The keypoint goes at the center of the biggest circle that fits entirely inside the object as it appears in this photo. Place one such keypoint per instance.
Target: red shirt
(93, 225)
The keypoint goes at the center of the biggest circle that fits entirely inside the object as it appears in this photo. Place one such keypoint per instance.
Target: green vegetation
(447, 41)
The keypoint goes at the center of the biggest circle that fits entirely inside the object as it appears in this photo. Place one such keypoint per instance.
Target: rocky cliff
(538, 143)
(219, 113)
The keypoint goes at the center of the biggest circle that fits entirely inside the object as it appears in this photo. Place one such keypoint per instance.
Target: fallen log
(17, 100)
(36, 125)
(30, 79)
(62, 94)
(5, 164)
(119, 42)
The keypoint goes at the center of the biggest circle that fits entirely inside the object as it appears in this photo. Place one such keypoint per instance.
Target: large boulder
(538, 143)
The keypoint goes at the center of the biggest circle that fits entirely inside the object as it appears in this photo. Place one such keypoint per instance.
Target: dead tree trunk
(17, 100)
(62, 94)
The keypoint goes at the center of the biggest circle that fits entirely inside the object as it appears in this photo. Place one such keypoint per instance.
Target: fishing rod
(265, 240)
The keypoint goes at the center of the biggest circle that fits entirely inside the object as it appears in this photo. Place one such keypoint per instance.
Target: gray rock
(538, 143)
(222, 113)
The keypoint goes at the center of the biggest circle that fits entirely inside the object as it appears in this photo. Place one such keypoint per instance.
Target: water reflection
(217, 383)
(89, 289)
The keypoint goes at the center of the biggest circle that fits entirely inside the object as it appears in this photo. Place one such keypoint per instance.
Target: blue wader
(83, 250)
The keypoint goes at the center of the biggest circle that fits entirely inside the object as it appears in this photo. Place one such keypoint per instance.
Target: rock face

(HOW TO COMPLETE THIS TASK): Please retype exactly, and only, the lines starting at the one that contains "Target: fallen log" and ending with the last line of the material.

(RESPONSE BOX):
Target: fallen log
(17, 100)
(36, 125)
(30, 79)
(62, 94)
(5, 164)
(119, 42)
The keypoint goes at the center of the biggest circle that fits entirely inside the object as it appears in this photo. Place one such keypoint per instance.
Target: large boulder
(538, 143)
The keypoint goes at the center of the biggest circle that fits entirely inside the object as it appears in this photo. Place one such keypoint per instance.
Target: dead tree trunk
(17, 100)
(62, 94)
The keypoint goes at the center of the biggest circle that fits entirely inside the object as it appears in this photo. Place one such keypoint per instance.
Target: fishing rod
(265, 240)
The keypoint goes at the center of the biggest circle that fits entirely inside the object as it appears in this photo. Place one such keypoint per instance.
Target: gray rock
(538, 143)
(222, 113)
The keypoint goes at the center of the biggest circle that fits entirely inside the object as it appears in this photo. Place one such keypoint per instance.
Target: water reflection
(217, 383)
(89, 289)
The keypoint goes at the center of the biggest circle that fits entirely inside the object as it appears in this photo. Place one such keypoint per instance.
Target: blue wader
(83, 250)
The keypoint goes at the center of the biggest circle that fits entirely inside the object as it appears in this photo. Place one such keypoint per instance.
Target: rock face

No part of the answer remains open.